### [READING PASSAGE]

Privacy concerns are common among users of Finland’s national patient portal, a recent study by the University of Eastern Finland and the Finnish Institute for Health and Welfare shows. As many as one in three users had concerns about the security of their personal data.
Especially, people aged 50–59 years and people with financial difficulties had privacy concerns. However, portal users who had good digital skills and did not need guidance on the use of telehealth services had fewer privacy concerns. In addition, people who found the use of telehealth services to be beneficial had fewer concerns. The study identified two factors that were associated with fewer privacy concerns.
“It seems that people’s privacy concerns can be alleviated by investing in the quality and ability of digital services to meet client needs. Privacy concerns are so common that all means should be employed to ensure that no one has to fear for their privacy. For example, clients should be given understandable information about how their privacy is protected and what kind of influence they have over the use of their data. Privacy choices should also be transparent and easy to make,” said doctoral researcher Maiju Kyytsönen of the University of Eastern Finland.
Modern healthcare involves processing large amounts of digital health data, which are accessed and archived in secure systems via the internet. The purpose of health data is to support patient care and its continuity; however, privacy must also increasingly be considered against the needs of secondary use of data.

### [TO DO]
1 - In the article on patient portal privacy, what share of users had concerns about the security of their personal data?
2 - Continue the article on patient portal privacy from the point where it stops.

### [DATA FOR ANALYSIS]

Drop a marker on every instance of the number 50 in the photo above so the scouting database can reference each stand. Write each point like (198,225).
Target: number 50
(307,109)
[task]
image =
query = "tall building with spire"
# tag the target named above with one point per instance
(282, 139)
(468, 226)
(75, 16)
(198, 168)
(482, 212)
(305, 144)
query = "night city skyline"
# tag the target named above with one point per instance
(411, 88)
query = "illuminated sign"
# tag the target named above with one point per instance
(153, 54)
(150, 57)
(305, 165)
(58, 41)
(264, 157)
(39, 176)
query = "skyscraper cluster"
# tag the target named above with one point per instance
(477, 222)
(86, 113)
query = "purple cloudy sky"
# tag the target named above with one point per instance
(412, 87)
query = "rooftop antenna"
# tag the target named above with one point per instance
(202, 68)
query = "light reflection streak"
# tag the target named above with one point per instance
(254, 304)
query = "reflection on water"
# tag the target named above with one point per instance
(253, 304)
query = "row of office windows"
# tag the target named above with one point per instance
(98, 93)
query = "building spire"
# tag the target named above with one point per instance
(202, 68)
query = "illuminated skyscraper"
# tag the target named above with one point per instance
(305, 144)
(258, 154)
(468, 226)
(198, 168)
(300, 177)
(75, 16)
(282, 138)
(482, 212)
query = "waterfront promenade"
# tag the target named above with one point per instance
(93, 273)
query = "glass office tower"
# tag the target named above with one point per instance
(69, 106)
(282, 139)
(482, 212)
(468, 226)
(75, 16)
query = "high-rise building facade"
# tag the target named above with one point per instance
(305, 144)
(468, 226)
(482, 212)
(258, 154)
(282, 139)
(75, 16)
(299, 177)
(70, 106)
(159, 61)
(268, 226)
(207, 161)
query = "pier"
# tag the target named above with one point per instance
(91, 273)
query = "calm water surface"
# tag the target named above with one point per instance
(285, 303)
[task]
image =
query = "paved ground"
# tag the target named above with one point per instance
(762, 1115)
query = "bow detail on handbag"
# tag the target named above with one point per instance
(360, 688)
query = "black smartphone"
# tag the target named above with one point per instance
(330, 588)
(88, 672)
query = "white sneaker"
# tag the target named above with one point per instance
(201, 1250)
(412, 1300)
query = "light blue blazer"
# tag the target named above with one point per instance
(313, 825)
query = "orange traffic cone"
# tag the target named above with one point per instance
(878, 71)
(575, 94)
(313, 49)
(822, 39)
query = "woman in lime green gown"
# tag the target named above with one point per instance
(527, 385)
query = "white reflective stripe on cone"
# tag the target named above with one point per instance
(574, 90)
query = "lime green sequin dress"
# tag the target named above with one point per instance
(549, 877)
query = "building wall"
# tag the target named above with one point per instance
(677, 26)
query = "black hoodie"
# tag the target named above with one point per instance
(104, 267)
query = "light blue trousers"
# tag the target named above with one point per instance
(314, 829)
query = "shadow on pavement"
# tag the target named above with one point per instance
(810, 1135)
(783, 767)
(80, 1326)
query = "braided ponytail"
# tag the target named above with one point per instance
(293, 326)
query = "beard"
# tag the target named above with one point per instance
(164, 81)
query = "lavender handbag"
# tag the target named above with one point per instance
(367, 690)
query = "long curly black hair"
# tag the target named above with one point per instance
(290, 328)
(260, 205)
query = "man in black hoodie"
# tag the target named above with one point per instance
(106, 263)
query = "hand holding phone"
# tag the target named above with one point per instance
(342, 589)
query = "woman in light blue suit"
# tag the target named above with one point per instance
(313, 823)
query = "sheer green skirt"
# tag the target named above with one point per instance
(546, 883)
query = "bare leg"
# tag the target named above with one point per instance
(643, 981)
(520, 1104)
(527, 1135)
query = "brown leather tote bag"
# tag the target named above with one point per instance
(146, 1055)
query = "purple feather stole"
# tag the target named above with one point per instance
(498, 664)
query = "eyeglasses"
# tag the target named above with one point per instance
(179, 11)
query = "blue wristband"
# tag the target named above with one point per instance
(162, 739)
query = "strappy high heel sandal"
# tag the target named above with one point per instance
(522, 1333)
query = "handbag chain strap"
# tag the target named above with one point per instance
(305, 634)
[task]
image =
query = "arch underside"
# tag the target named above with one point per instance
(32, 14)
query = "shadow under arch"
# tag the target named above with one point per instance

### [ANSWERS FOR THE EXERCISE]
1 - One in three users.

2 -
“It is important to keep up with the digital transformation, so that we can understand how our data are being used, and how our privacy is protected. Based on our findings, we encourage everyone to learn and maintain digital skills, because everyone’s health data are digital regardless of whether they themselves use any digital services,” Kyytsönen pointed out.
The results are based on the cross-sectional FinSote National Survey conducted by the Finnish Institute for Health and Welfare from September 2020 to February 2021. The survey was aimed at adults aged 20 and over living in Finland. The present study examined privacy concerns by using population weights in a sub-sample of respondents who were asked more detailed questions about digitalisation. The results represent the experiences of 3,731 users of Finland’s national patient portal, aged 20–99. The findings were published in International Journal of Medical Informatics.